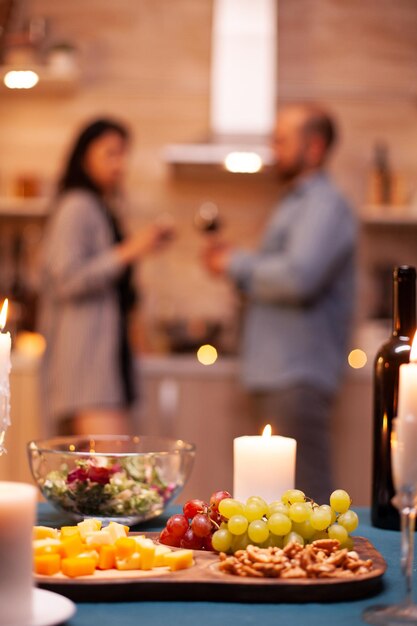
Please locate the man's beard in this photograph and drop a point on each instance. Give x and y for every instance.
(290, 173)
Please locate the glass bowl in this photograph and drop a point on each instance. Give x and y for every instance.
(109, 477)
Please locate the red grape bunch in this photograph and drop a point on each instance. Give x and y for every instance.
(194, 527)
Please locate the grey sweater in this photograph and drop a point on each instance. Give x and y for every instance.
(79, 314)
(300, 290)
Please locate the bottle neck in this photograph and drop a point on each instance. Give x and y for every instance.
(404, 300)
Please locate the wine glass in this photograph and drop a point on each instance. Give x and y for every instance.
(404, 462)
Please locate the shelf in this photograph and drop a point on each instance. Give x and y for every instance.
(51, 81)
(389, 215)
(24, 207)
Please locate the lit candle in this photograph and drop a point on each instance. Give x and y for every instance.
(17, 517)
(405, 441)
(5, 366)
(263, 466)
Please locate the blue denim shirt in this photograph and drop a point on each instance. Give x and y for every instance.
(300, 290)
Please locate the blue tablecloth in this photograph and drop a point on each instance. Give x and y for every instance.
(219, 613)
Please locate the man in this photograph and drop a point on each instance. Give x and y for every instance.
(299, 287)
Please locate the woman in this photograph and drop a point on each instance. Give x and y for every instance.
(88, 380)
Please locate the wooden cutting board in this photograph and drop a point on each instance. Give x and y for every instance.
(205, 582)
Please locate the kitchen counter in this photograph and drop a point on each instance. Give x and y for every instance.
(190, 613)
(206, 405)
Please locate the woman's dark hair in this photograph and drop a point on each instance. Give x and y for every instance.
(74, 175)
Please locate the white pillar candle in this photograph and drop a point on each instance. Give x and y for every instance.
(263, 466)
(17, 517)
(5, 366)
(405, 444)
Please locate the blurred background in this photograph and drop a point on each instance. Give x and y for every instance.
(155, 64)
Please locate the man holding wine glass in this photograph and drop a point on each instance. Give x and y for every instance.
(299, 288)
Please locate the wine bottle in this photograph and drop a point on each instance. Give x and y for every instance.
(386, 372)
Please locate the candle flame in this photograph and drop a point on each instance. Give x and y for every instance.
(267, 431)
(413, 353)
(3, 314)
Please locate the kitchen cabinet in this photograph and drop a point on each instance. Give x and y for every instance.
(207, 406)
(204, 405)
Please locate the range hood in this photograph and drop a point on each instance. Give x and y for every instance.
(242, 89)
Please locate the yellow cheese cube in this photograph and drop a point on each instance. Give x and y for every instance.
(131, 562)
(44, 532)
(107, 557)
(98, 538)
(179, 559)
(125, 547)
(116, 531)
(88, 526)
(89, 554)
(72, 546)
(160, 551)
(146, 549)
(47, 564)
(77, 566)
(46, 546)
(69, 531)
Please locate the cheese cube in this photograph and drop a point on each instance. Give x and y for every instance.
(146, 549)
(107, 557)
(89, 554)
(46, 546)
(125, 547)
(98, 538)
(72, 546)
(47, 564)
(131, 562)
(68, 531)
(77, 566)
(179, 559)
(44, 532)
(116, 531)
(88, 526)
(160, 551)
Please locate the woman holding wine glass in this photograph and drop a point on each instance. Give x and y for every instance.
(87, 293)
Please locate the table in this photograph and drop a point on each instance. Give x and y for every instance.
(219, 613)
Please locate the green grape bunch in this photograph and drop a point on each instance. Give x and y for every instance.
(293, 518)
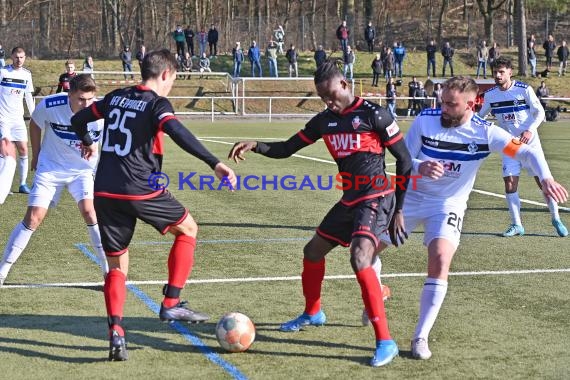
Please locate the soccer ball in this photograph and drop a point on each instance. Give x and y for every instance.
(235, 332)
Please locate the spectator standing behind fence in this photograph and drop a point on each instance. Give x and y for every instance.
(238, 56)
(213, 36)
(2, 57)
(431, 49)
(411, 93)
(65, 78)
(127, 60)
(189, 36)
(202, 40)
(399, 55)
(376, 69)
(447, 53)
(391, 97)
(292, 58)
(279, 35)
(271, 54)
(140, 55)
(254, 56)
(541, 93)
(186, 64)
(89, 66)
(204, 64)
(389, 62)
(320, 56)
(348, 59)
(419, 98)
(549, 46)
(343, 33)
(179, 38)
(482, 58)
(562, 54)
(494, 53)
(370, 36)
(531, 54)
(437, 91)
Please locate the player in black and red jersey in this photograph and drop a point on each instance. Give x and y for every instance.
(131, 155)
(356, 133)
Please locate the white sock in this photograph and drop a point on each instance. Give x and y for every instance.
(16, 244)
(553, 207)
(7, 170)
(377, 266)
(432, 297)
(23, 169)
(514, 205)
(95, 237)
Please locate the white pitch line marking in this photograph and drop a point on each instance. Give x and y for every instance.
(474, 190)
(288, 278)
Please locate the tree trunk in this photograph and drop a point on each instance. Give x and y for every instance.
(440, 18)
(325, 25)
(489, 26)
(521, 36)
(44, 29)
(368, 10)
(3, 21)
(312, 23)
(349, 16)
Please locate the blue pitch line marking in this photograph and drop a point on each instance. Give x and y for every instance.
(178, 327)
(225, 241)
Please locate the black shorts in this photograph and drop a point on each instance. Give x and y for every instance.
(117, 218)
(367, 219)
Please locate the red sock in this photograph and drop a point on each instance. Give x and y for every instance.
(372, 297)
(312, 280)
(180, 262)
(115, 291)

---

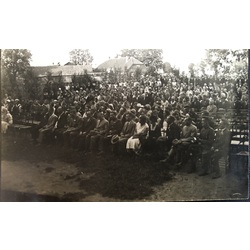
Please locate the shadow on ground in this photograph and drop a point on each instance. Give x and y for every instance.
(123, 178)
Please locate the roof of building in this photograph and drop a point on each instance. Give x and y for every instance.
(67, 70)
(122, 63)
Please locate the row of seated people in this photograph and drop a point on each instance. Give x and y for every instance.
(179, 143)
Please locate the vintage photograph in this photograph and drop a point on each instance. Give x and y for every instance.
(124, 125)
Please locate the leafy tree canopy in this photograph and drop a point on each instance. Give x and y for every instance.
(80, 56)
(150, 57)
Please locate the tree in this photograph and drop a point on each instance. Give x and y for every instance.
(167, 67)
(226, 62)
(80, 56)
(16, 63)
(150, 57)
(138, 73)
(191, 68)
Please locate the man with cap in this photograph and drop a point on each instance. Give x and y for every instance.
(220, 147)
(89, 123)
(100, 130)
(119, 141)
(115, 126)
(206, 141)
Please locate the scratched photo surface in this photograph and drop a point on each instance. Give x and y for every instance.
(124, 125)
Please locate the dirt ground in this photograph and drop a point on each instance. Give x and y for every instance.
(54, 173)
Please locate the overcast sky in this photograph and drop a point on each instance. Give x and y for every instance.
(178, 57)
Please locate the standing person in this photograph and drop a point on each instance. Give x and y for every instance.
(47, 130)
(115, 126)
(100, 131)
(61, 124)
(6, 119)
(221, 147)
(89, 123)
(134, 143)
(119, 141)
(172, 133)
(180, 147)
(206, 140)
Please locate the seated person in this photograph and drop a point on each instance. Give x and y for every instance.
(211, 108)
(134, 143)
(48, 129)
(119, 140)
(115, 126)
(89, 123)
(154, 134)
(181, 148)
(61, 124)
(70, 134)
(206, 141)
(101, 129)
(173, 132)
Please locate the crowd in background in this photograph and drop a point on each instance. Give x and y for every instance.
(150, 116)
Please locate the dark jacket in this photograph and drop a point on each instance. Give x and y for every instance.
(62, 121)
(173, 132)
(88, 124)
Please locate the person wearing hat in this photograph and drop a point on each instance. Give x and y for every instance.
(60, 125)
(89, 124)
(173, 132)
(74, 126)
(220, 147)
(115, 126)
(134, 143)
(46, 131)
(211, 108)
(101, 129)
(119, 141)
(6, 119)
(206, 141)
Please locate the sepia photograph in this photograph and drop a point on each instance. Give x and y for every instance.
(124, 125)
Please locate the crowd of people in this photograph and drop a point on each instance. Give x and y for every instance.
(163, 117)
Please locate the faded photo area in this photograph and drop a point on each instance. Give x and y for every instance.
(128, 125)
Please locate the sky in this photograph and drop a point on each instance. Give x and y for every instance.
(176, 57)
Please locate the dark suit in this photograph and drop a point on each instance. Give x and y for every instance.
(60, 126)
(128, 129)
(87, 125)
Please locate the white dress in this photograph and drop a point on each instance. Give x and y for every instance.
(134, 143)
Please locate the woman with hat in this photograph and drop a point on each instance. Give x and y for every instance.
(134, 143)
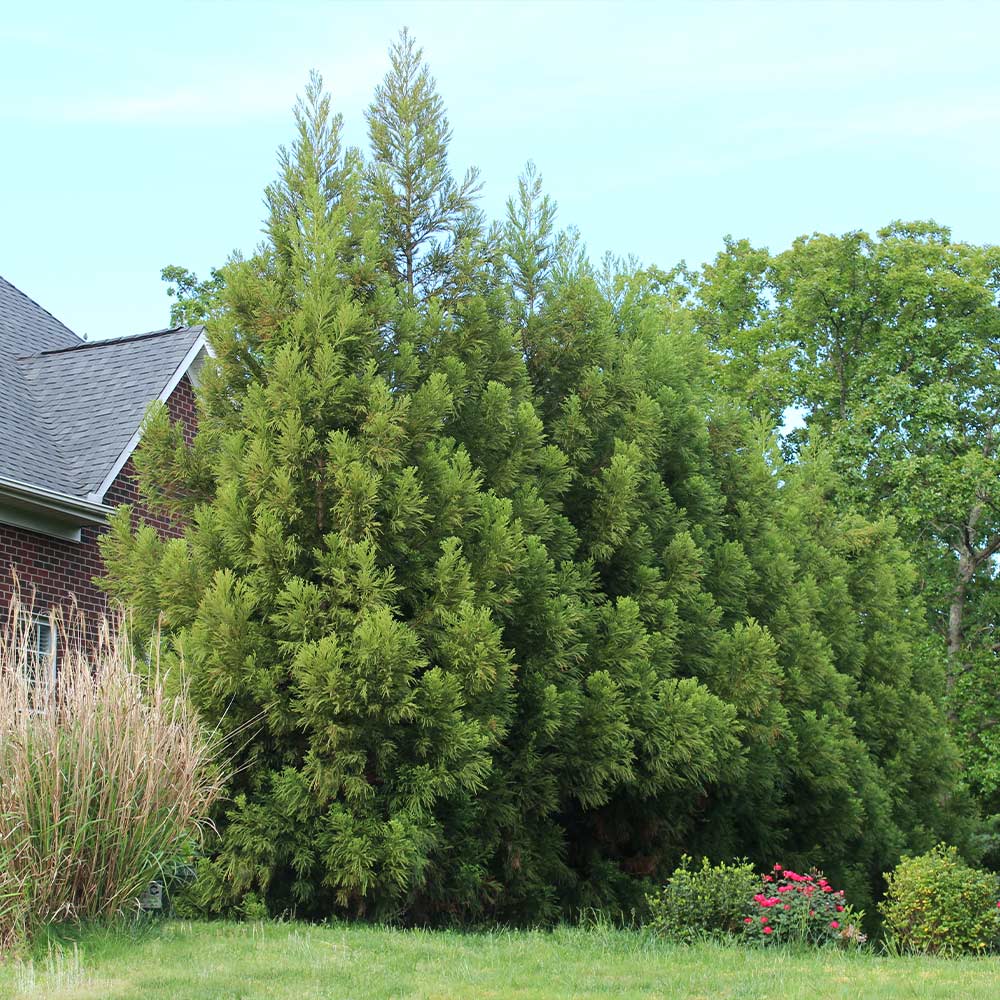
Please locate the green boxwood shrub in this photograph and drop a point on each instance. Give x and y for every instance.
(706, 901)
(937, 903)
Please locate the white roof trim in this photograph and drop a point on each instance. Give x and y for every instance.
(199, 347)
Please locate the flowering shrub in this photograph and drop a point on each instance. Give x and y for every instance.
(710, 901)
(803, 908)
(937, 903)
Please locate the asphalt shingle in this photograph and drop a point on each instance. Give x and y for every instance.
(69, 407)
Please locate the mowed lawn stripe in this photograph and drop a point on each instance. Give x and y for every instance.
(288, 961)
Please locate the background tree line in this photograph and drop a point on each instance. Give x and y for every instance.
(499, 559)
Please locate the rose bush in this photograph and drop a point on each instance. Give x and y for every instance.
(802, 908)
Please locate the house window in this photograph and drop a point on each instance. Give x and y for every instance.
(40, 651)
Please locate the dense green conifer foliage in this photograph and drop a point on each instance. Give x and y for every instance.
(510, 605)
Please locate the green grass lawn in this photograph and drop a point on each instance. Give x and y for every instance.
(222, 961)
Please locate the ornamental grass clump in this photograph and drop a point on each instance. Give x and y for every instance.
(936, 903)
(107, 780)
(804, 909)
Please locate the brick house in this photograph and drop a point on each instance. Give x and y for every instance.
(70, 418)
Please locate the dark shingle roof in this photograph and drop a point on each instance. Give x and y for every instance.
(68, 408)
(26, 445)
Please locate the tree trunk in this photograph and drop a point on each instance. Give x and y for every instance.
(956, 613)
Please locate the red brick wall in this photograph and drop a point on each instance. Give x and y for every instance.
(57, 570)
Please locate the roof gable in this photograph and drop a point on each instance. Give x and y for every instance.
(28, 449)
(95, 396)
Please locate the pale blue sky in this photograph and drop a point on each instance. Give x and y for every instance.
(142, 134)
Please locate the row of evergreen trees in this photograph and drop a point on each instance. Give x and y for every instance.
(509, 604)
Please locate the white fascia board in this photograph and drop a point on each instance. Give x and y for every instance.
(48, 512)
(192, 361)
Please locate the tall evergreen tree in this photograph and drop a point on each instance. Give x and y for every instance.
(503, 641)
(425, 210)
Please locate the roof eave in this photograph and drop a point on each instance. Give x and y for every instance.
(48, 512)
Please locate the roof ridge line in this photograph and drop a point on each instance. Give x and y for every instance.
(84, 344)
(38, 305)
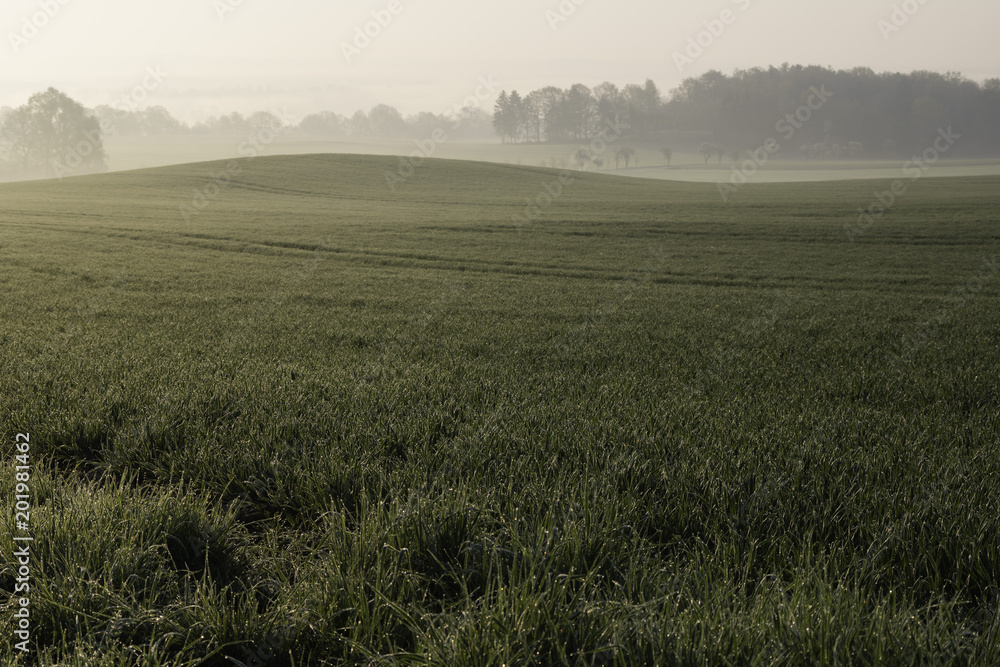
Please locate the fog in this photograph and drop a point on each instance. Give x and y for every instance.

### YOUR TASK
Report every line of the data above that contains the string "glass", reproducing each such line in full.

### ANSWER
Please locate the glass bowl in this photograph and drop a point on each instance. Give x and y for every instance.
Please locate the wine glass in this photograph and drop a point on each instance. Give x and y for every instance.
Please locate the man holding wine glass in this photograph and drop a point on each instance. Give x and y for every instance.
Please locate the woman holding wine glass in this photograph and drop a point on each instance. Give x and y for every instance.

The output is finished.